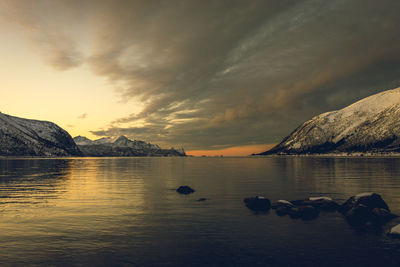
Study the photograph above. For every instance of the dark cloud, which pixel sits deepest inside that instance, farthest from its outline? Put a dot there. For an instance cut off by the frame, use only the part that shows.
(82, 116)
(215, 73)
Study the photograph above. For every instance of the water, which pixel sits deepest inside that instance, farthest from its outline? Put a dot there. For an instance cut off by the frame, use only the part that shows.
(124, 212)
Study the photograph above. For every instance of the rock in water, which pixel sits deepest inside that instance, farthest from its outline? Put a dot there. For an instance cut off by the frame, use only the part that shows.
(184, 189)
(366, 207)
(258, 203)
(370, 200)
(395, 231)
(24, 137)
(359, 215)
(322, 203)
(369, 125)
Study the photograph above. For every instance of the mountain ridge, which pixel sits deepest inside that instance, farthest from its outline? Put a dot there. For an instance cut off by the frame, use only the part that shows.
(369, 125)
(122, 146)
(27, 137)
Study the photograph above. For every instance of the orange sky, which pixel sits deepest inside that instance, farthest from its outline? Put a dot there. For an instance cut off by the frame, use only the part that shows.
(232, 151)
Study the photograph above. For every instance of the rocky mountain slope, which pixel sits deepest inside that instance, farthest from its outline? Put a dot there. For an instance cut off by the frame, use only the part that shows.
(24, 137)
(369, 125)
(122, 146)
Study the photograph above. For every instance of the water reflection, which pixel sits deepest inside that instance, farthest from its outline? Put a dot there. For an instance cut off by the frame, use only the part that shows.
(32, 181)
(122, 211)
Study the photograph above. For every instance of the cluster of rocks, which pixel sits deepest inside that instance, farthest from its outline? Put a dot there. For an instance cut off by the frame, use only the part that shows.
(359, 210)
(366, 208)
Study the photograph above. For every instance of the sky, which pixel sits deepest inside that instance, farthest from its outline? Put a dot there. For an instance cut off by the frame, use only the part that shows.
(215, 77)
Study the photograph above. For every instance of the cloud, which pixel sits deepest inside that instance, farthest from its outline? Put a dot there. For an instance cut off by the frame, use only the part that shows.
(46, 25)
(82, 116)
(231, 72)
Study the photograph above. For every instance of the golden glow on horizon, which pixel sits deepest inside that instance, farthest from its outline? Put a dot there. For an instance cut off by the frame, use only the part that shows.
(232, 151)
(34, 90)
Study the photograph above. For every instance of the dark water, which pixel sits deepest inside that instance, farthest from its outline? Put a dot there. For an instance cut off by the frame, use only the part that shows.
(122, 212)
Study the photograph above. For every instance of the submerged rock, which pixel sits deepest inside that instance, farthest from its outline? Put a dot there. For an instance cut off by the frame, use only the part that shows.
(370, 200)
(184, 189)
(322, 203)
(282, 211)
(282, 203)
(358, 215)
(395, 231)
(366, 208)
(258, 203)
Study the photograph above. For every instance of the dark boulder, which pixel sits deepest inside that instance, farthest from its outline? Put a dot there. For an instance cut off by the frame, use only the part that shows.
(282, 211)
(309, 212)
(395, 231)
(366, 208)
(184, 189)
(322, 203)
(369, 200)
(257, 203)
(282, 203)
(294, 213)
(381, 216)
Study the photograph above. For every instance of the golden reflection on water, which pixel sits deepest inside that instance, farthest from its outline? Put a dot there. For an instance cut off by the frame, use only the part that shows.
(102, 211)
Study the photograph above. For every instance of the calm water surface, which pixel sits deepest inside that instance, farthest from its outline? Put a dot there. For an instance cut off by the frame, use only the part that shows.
(124, 212)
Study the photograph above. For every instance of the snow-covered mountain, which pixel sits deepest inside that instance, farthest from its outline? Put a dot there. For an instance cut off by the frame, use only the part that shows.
(122, 146)
(24, 137)
(369, 125)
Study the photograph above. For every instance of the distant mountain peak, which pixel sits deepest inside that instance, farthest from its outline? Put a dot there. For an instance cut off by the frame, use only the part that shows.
(26, 137)
(371, 124)
(123, 146)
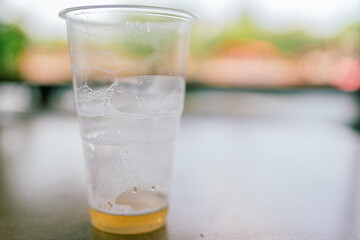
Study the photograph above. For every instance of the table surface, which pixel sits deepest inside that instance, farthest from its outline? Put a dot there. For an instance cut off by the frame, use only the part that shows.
(234, 177)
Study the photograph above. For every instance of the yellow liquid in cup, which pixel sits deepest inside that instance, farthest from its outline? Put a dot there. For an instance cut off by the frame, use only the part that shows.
(138, 222)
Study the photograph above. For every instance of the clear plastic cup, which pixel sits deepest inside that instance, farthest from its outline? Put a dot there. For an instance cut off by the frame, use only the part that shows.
(129, 66)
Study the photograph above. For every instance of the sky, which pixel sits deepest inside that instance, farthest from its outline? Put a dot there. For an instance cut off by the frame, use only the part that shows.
(39, 18)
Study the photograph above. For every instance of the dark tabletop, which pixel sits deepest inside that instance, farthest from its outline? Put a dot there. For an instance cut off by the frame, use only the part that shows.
(244, 175)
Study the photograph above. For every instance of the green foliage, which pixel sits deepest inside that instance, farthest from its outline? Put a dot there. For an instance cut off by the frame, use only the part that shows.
(12, 43)
(287, 43)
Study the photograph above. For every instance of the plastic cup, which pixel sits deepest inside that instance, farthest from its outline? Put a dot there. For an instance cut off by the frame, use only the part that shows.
(129, 66)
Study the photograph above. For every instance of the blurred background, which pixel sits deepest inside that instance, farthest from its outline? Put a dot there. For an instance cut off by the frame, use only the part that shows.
(256, 45)
(282, 76)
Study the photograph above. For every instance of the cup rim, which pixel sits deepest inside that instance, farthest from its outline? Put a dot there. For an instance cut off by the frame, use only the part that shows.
(162, 11)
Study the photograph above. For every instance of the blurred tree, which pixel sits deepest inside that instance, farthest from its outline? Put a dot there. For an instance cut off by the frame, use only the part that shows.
(12, 43)
(288, 43)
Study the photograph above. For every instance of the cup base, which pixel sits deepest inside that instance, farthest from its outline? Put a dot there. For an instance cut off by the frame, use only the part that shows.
(130, 224)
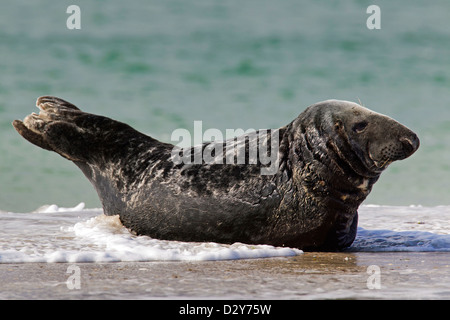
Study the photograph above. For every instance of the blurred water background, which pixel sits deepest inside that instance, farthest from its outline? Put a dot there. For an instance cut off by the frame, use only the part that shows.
(161, 65)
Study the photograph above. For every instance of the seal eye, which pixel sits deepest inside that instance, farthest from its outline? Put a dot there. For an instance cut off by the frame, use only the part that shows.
(360, 126)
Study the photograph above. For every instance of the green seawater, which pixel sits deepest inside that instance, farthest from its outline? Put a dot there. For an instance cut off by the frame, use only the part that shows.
(161, 65)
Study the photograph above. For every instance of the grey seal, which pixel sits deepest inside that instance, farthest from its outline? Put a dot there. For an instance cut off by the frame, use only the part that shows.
(329, 157)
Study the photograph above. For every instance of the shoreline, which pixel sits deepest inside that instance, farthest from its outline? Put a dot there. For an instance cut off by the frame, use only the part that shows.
(312, 275)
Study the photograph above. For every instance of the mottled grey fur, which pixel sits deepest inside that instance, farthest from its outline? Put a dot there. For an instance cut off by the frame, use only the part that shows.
(329, 158)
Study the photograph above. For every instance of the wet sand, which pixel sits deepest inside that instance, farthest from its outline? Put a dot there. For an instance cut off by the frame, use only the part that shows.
(405, 275)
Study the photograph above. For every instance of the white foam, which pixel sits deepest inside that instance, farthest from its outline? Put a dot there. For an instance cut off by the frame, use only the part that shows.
(57, 234)
(102, 238)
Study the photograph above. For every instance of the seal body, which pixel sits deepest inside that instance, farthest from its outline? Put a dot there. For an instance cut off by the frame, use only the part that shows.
(329, 157)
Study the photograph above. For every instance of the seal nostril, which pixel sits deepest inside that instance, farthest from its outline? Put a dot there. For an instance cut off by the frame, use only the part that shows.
(411, 144)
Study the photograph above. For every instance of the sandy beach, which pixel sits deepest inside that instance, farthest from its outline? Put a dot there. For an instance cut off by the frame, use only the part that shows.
(307, 276)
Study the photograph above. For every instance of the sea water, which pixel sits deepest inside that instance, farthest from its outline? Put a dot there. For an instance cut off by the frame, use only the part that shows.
(161, 65)
(53, 234)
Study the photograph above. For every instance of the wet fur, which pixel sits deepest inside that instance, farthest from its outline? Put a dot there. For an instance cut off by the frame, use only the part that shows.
(324, 174)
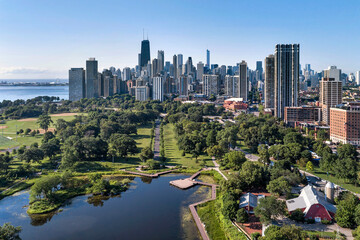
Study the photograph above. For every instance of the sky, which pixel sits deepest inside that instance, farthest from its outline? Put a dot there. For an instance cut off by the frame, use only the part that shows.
(43, 39)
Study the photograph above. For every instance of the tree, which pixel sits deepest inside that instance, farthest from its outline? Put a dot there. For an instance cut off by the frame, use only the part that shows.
(252, 175)
(44, 122)
(122, 145)
(242, 216)
(269, 209)
(279, 186)
(309, 166)
(264, 154)
(217, 151)
(9, 232)
(146, 153)
(233, 160)
(345, 213)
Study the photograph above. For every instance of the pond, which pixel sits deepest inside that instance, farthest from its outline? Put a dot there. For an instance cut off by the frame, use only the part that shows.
(150, 209)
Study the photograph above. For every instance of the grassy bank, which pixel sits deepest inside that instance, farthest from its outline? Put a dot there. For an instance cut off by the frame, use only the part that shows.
(174, 154)
(216, 225)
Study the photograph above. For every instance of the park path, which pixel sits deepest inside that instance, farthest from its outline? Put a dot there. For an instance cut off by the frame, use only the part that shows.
(157, 141)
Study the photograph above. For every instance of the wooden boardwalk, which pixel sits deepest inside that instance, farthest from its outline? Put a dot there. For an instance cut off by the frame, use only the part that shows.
(189, 182)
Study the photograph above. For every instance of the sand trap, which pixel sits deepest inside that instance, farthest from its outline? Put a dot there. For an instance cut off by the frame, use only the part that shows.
(27, 120)
(63, 114)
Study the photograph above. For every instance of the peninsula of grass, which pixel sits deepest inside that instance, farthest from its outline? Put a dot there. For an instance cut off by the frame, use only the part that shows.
(174, 155)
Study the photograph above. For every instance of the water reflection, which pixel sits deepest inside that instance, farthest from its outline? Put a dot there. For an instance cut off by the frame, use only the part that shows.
(158, 209)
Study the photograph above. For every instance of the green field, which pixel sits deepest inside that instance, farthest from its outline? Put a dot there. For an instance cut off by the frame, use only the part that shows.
(174, 155)
(15, 125)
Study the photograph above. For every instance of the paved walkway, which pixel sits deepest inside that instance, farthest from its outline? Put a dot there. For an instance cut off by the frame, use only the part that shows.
(157, 141)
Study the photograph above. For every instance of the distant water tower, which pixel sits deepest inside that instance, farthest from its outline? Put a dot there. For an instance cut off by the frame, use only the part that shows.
(329, 192)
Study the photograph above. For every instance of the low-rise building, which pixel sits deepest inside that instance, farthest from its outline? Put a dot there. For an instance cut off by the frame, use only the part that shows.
(345, 123)
(308, 114)
(312, 205)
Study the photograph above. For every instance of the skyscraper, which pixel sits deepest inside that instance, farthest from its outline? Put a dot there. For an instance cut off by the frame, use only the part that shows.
(232, 86)
(207, 58)
(330, 96)
(158, 88)
(175, 66)
(333, 72)
(145, 52)
(210, 84)
(160, 61)
(287, 57)
(91, 82)
(243, 84)
(269, 81)
(76, 84)
(180, 60)
(200, 71)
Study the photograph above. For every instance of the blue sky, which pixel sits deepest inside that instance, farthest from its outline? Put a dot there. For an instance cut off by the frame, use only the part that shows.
(44, 38)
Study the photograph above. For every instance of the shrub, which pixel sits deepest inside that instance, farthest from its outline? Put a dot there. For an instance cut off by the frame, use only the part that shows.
(242, 216)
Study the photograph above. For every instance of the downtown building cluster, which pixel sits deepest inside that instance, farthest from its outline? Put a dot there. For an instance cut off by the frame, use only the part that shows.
(282, 85)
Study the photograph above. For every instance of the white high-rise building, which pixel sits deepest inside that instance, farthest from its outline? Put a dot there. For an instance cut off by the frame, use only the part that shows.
(357, 77)
(158, 88)
(200, 71)
(287, 58)
(210, 84)
(333, 72)
(232, 86)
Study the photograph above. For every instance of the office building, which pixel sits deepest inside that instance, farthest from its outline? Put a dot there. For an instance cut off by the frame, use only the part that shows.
(175, 66)
(207, 58)
(180, 60)
(210, 84)
(357, 77)
(126, 74)
(330, 96)
(231, 86)
(243, 82)
(307, 114)
(158, 88)
(345, 123)
(142, 93)
(269, 93)
(183, 86)
(200, 71)
(91, 80)
(145, 53)
(335, 73)
(161, 59)
(287, 58)
(76, 84)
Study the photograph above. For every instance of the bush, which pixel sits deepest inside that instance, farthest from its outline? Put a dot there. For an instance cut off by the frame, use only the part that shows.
(255, 236)
(326, 222)
(310, 221)
(297, 215)
(242, 216)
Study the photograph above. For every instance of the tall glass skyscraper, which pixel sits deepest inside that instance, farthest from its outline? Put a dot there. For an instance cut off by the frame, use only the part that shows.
(287, 58)
(145, 53)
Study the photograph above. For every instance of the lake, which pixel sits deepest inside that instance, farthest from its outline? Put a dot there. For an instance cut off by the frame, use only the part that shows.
(26, 92)
(150, 209)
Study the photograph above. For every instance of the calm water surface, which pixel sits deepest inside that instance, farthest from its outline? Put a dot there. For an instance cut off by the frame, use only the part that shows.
(26, 92)
(150, 209)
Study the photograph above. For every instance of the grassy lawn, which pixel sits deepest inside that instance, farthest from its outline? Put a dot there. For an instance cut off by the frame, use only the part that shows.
(322, 174)
(13, 125)
(174, 155)
(142, 140)
(208, 216)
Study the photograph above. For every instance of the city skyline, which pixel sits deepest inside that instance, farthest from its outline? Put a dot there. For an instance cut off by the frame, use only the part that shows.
(33, 48)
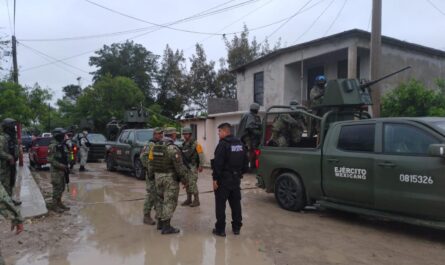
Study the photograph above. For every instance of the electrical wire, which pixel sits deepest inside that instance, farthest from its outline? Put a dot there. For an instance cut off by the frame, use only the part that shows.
(168, 26)
(336, 17)
(52, 58)
(289, 19)
(9, 16)
(436, 7)
(315, 21)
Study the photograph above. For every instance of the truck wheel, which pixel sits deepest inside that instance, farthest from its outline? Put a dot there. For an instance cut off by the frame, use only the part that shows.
(289, 192)
(138, 169)
(110, 164)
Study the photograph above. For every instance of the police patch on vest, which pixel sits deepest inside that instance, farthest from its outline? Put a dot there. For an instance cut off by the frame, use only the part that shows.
(237, 148)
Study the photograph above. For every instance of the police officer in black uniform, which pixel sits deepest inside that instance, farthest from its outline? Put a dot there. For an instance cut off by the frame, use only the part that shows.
(228, 166)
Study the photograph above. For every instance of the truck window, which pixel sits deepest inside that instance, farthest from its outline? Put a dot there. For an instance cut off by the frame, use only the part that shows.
(358, 138)
(123, 137)
(406, 139)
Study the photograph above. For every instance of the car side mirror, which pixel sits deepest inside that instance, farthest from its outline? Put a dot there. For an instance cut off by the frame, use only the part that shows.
(437, 150)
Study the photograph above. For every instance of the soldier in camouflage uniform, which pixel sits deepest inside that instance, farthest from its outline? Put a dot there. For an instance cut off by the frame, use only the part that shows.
(194, 157)
(151, 196)
(58, 158)
(287, 128)
(8, 211)
(166, 161)
(250, 130)
(8, 156)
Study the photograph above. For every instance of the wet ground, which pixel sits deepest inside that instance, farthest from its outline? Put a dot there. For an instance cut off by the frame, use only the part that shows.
(105, 227)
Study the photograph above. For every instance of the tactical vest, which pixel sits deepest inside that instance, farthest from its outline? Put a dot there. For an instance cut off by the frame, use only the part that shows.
(161, 161)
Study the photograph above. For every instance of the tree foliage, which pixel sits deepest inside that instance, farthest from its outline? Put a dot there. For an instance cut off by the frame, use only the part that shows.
(130, 60)
(108, 97)
(414, 99)
(172, 83)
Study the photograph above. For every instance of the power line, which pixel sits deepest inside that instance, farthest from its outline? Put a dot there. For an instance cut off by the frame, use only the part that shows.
(315, 21)
(52, 58)
(435, 7)
(289, 19)
(9, 16)
(182, 20)
(336, 17)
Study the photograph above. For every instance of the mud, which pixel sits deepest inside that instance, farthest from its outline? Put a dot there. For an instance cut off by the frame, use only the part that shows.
(105, 227)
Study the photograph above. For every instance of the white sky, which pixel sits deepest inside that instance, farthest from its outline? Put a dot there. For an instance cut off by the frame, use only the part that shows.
(415, 21)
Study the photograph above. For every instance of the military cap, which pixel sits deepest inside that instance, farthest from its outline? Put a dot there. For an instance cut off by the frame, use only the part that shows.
(158, 130)
(254, 106)
(186, 130)
(170, 130)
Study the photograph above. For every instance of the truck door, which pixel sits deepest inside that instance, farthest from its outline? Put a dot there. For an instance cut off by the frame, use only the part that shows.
(126, 149)
(120, 146)
(408, 180)
(348, 164)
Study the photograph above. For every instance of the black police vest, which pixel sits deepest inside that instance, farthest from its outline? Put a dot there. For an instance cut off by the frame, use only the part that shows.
(236, 156)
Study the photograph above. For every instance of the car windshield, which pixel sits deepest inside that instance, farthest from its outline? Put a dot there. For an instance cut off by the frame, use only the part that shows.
(440, 125)
(96, 138)
(42, 141)
(144, 136)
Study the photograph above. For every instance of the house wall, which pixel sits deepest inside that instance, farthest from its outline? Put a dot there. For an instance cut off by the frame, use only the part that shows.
(282, 74)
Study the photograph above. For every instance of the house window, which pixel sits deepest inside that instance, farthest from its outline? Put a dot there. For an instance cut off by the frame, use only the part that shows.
(258, 88)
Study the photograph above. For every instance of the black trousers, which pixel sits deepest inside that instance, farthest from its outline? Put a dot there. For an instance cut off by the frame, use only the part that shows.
(228, 191)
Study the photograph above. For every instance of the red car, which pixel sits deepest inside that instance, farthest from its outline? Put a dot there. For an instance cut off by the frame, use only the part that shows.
(38, 153)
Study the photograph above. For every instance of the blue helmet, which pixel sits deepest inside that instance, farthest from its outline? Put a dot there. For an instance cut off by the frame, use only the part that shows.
(320, 80)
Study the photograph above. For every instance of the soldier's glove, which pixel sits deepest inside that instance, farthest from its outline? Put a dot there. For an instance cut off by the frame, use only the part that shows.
(18, 227)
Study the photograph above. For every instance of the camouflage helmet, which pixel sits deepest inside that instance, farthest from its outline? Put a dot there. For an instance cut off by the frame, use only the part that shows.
(254, 106)
(59, 133)
(170, 131)
(186, 130)
(158, 130)
(8, 123)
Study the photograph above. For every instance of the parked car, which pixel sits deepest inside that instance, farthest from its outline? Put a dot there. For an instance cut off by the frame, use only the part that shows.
(26, 141)
(97, 148)
(124, 152)
(38, 153)
(47, 135)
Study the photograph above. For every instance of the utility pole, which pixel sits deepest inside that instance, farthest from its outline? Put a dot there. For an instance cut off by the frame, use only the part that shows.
(15, 73)
(376, 51)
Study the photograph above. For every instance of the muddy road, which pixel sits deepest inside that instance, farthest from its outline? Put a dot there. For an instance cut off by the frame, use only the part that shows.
(105, 227)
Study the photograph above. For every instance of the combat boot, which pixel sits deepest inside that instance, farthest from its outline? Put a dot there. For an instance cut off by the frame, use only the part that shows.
(195, 202)
(148, 220)
(168, 229)
(160, 224)
(62, 206)
(188, 201)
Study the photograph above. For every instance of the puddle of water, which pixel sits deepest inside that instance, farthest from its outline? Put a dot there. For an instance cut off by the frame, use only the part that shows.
(115, 233)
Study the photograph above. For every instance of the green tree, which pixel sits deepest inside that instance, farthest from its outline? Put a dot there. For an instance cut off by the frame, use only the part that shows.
(38, 99)
(109, 96)
(14, 103)
(202, 79)
(130, 60)
(172, 83)
(414, 99)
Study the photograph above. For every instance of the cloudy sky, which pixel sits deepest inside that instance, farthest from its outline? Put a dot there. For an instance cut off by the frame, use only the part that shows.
(57, 37)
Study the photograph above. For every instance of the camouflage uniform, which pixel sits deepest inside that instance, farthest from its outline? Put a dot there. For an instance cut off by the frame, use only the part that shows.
(194, 156)
(55, 158)
(5, 167)
(286, 130)
(151, 196)
(168, 170)
(8, 211)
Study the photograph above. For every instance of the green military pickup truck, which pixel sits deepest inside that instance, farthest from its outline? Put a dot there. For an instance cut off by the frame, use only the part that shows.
(387, 167)
(124, 152)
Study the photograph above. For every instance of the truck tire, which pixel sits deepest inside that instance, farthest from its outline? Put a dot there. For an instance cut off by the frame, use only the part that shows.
(110, 164)
(138, 169)
(289, 192)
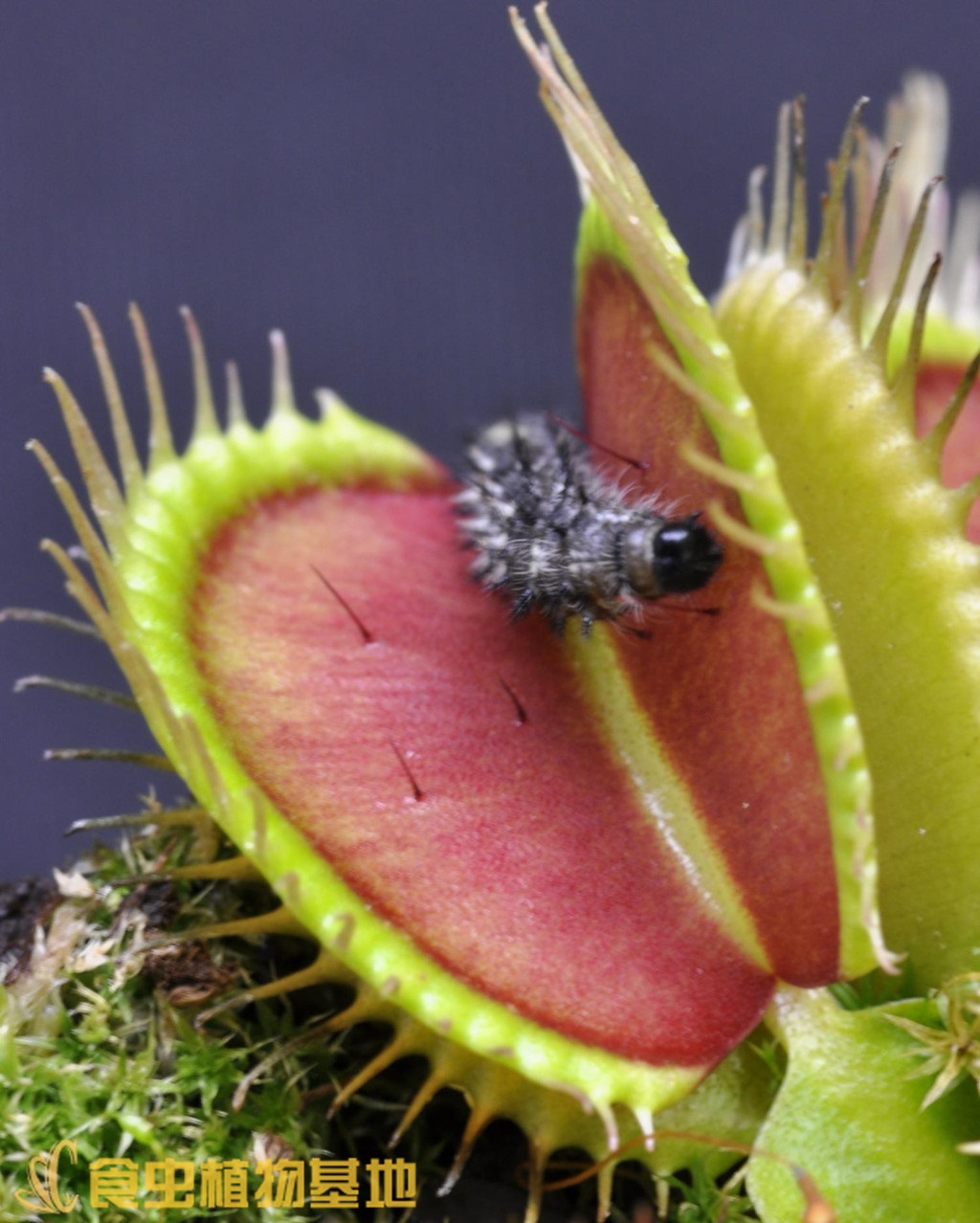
......
## YOUR OBJECTIVE
Please pull out every line above that contains the string "bank", and copy each such line in full.

## SOLUTION BELOW
Study the photograph above. For every instance of the grassy bank, which pixel sits deepest inside that instance, farthest from its outline? Put a dot there. For an instance cut off by the frame, use only the part that shows.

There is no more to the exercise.